[START INPUT MATERIAL]
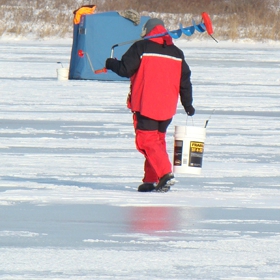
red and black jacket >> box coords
[106,25,192,120]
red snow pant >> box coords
[133,112,172,183]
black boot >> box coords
[138,183,155,192]
[155,173,175,192]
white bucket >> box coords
[173,126,206,175]
[56,68,69,81]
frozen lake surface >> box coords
[0,40,280,280]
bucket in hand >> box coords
[173,126,206,175]
[56,68,69,81]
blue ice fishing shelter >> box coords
[69,11,149,81]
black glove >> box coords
[105,58,116,70]
[185,105,195,116]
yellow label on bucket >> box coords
[190,142,204,153]
[189,141,204,168]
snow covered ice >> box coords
[0,40,280,280]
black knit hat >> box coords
[141,18,164,37]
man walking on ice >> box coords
[106,18,195,192]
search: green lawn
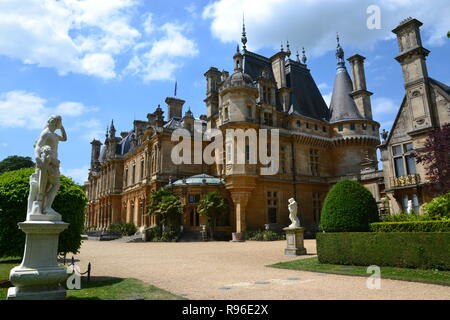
[END INPUT MATERIAL]
__PROBLEM__.
Rewrite all the material above, replacing every "bucket" with "pail" and changing nothing else. Omit the pictures.

__TASK RESPONSE__.
red and black jacket >> box coords
[106,25,192,120]
red snow pant >> box coords
[133,112,172,183]
black boot >> box coords
[138,183,155,192]
[155,173,175,192]
white pail >> box coords
[173,126,206,175]
[56,68,69,81]
frozen lake surface >> box coords
[0,40,280,280]
pail in hand >> box coords
[173,126,206,175]
[56,68,69,81]
blue ice fishing shelter >> box coords
[69,11,149,81]
black glove >> box coords
[105,58,116,70]
[185,105,195,116]
yellow label on pail >> box coords
[190,142,204,153]
[189,141,204,168]
snow covered ice >> box coords
[0,40,280,280]
black knit hat >> box coords
[141,18,164,37]
man walking on ice >> box coords
[106,18,195,192]
search: green lawn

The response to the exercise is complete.